[Dataset excerpt]
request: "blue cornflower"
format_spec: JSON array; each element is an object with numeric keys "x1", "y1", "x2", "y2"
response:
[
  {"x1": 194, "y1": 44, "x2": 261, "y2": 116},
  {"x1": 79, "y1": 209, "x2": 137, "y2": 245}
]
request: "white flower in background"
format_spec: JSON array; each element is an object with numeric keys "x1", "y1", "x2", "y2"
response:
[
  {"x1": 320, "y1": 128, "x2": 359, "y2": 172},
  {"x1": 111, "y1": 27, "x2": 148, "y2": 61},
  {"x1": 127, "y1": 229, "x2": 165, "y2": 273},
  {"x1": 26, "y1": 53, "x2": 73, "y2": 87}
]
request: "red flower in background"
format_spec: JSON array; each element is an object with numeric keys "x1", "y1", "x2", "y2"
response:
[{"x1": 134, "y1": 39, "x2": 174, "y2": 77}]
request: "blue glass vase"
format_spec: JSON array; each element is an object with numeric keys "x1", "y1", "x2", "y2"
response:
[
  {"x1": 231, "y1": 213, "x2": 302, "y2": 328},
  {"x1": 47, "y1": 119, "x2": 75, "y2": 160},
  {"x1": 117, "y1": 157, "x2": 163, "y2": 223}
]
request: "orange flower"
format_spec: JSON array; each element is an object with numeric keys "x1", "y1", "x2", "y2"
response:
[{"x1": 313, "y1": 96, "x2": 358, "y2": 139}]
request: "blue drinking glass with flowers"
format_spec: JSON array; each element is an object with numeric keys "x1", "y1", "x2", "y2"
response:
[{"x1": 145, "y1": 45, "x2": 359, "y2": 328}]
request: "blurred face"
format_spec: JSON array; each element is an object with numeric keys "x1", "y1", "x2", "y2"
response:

* **Given instruction**: Copy the stretch of items from the line containing "drinking glass with" through the end, substituting "partly hidden face" for "blurred face" and changing nothing else.

* **Expected answer**:
request: "blue drinking glass with flowers"
format_spec: JSON array; each element is an object with numeric keys "x1", "y1", "x2", "y2"
response:
[{"x1": 145, "y1": 45, "x2": 359, "y2": 328}]
request: "partly hidden face"
format_spec: JSON array; each element is an object with numeric keys "x1", "y1", "x2", "y2"
response:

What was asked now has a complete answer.